Rescale the listing below by repeating all of its lines, including the text that precedes each answer, with every point coordinate in the answers multiplied by 0.3 and rounded to a whole number, halves rounding up. Leave the pictures out of your reply.

══ Materials provided ══

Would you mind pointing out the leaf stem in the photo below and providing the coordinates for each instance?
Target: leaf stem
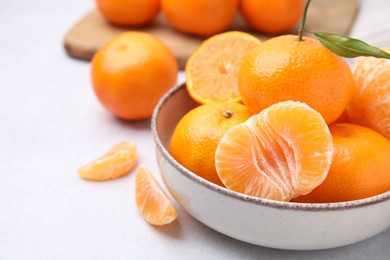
(302, 28)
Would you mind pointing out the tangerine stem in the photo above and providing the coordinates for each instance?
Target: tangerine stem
(227, 114)
(302, 28)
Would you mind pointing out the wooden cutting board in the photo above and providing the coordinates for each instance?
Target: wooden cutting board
(92, 31)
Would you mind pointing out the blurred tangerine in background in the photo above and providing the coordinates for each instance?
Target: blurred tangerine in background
(129, 12)
(272, 17)
(200, 17)
(131, 72)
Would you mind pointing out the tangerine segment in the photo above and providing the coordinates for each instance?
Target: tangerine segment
(151, 200)
(212, 70)
(281, 153)
(117, 162)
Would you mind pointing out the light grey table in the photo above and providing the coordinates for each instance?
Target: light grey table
(51, 123)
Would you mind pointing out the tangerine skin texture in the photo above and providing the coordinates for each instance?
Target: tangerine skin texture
(131, 72)
(360, 167)
(129, 12)
(200, 17)
(370, 103)
(283, 68)
(198, 133)
(274, 16)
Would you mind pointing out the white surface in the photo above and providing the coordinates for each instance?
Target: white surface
(51, 123)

═══

### Written response:
Would you mind pointing out the leaf stem in the photo below and providing the coordinates for each instance?
Target: leaf stem
(91, 8)
Would you mind pointing out the tangerine stem in the photo above and providing the coordinates for each instance?
Target: tangerine stem
(68, 34)
(91, 8)
Would you mind pointing out the wooden cutting board in the photo above and providing the coordinates for each instance?
Target: wooden cutting board
(28, 9)
Would you mind pointing out the blurred tangerine in background in the photo above and providing the coordinates for each instance?
Target: blurred tangerine in background
(39, 4)
(82, 5)
(60, 5)
(39, 22)
Would you mind pointing out the tangerine segment in the photo above and providing the coordinates for each instance?
Target: tangerine segment
(45, 60)
(64, 21)
(84, 46)
(35, 49)
Would you mind pointing out the light grey table in the photo above and providing the coordinates for each instance?
Target: light grey table
(15, 37)
Would you mind pointing out the tangerine skin texture in the photo above and providing the coordinates for each instance?
Target: tangerine skin texture
(39, 22)
(108, 50)
(39, 4)
(60, 5)
(111, 31)
(85, 20)
(59, 40)
(82, 5)
Would you mind pointing out the white surface in the photo above and providing the coordinates for each instance?
Target: white surface
(15, 37)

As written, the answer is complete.